◆ **Task requirements**
1 – In the text on motor and drive sizing, what did the diagnostic message on the operator screen say when the drive shut down?
2 – Pick up the text on motor and drive sizing after its last sentence and keep writing it.

◆ **Document text**
Size properly. It’s important to look at the total environment of the motor and drive when sizing them. Many drive manufacturers recommend that if you increase the size of the motor, then increase the size of the drive. Most people ignore this advice. A 20-hp drive might work when it’s running at 1750 rpm. At 600 rpm, though, the application may need a 30-hp motor with a 25-hp drive, because it’s now operating under different conditions.
If it is known that a particular size motor overheats in an application, a solution is to oversize the motor. Other solutions include a separately powered fan for the motor or selecting a TENV motor.
But engineers shouldn’t oversize because they are unsure of the load conditions. They should oversize to accommodate certain operating conditions. We’ve had engineers tell us that they thought they could get by with a 5-hp motor, but they were unsure. They knew they could work with a 7.5-hp motor, but just to be safe, they went with a 10 hp. Now they need a 10-hp drive, which increased the cost of the installation. This sizing might be necessary, but it might not.
The real solution is to analyze the problem, not guess.
The importance of training. The companion trends of downsizing and the incorporation of intelligence into drives makes it crucial that operating, production, and maintenance personnel be trained in the drive operation. Most drive manufacturers offer tutorial programs for their more complex systems.
Many drive problems occur because no one taught these people how to interpret the diagnostic messages that may appear on the operator interface monitor. For example, at a three-shift operation plant, a recently installed drive kept shutting down without warning around 5:30 or 6:00 PM every day. An over-voltage message would come on the operator screen, but when the operator was asked what was wrong, he could never explain why the drive kept shutting off. We suggested that maintenance personnel put a recording voltmeter on the system to see what was happening during that time period. Before 5:30, the line voltage was running close to 480 V. After 5:30, the voltage jumped to 535 Vrms, not peak, an 11% overvoltage. It seems all the other nearby plants stopped operation around 5:00 PM. The power surge would run down the line to this still-operating plant, and the over-voltage would cause the drive to shut itself off. It was only defending itself. Properly training the operator, however, would have saved much time and effort because the diagnostic message on the operator screen indicated “Bus overvoltage.” But those words meant nothing to the operator.

◆ **Records supplied**
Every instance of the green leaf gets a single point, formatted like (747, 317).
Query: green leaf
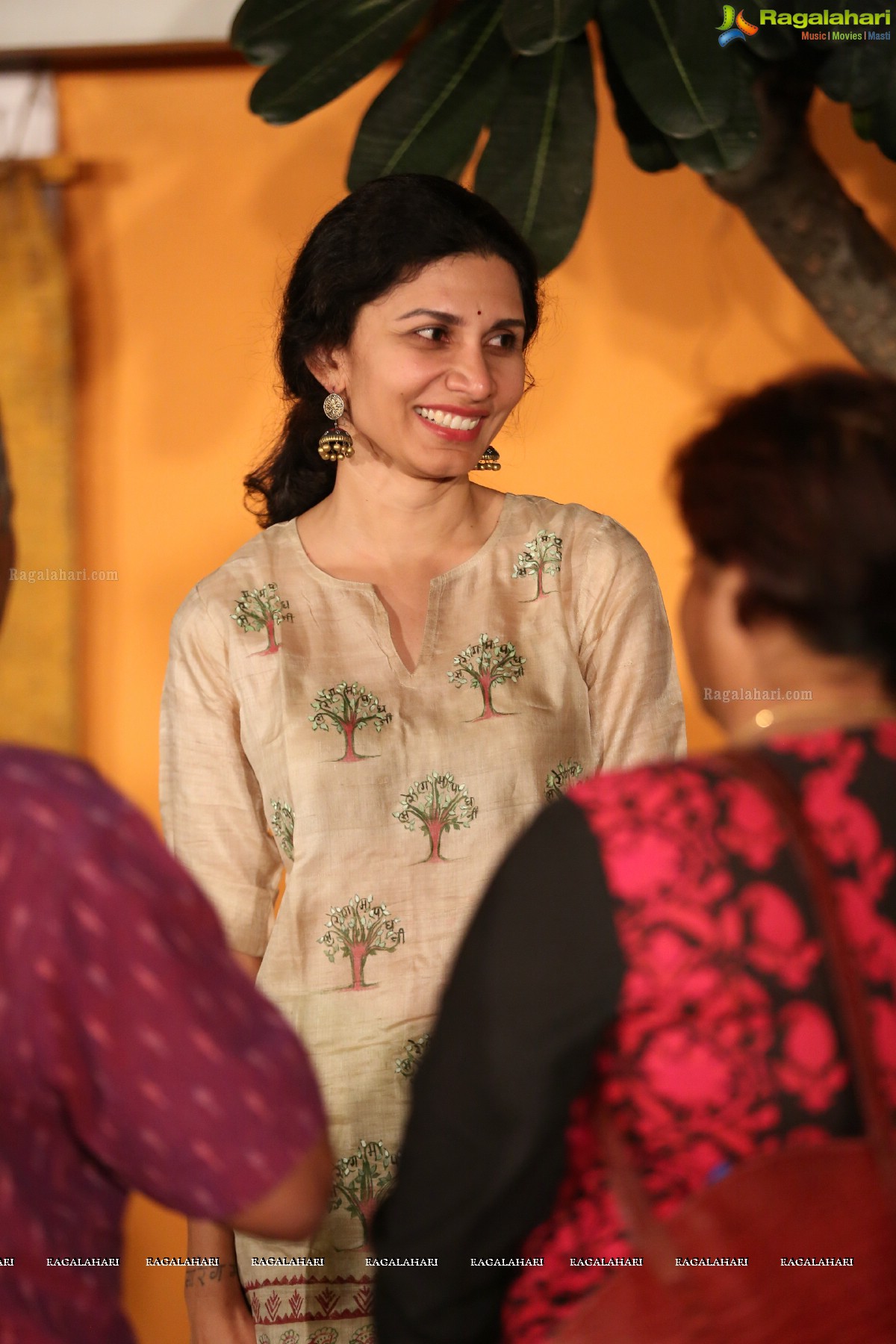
(671, 60)
(856, 73)
(265, 30)
(877, 121)
(731, 146)
(535, 26)
(649, 148)
(429, 117)
(538, 164)
(329, 55)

◆ **Results for the exercise**
1 – "Bus overvoltage."

2 –
Another problem that training can help solve involves fear of job loss. Today’s drives are capable of executing many commands that operators used to give the drives. Unnecessary tweaking, or even sabotage, can be avoided if the operating personnel understand the equipment they are using.
Insist that drive and motor manufacturers supply enough manuals to give everyone a copy.
Stick with the basics. Making major projects out of rather simple situations is another way engineers produce problems. If they stick with the basics, they are less likely to get into trouble. For example, fully understand the speed-torque requirements of the load and the speed torque capabilities of various types of A-S drives, Figure 1. Not understanding these curves generally guarantees a drive misapplication. Be sure to ask enough questions about the application or about why there’s a problem. Be thorough. And remember, each application has to be examined by itself.
Getting help. Sometimes the task of installing a drive falls to an engineer with little drive experience. Even though this engineer has specialized knowledge in another field, he or she may not know how to thoroughly analyze an entire motion control system. But there are resources available, including the manufacturer of the drive and the distributor.
Tom Karones is product manager at Norman Equipment Co., Bridgeview, Ill.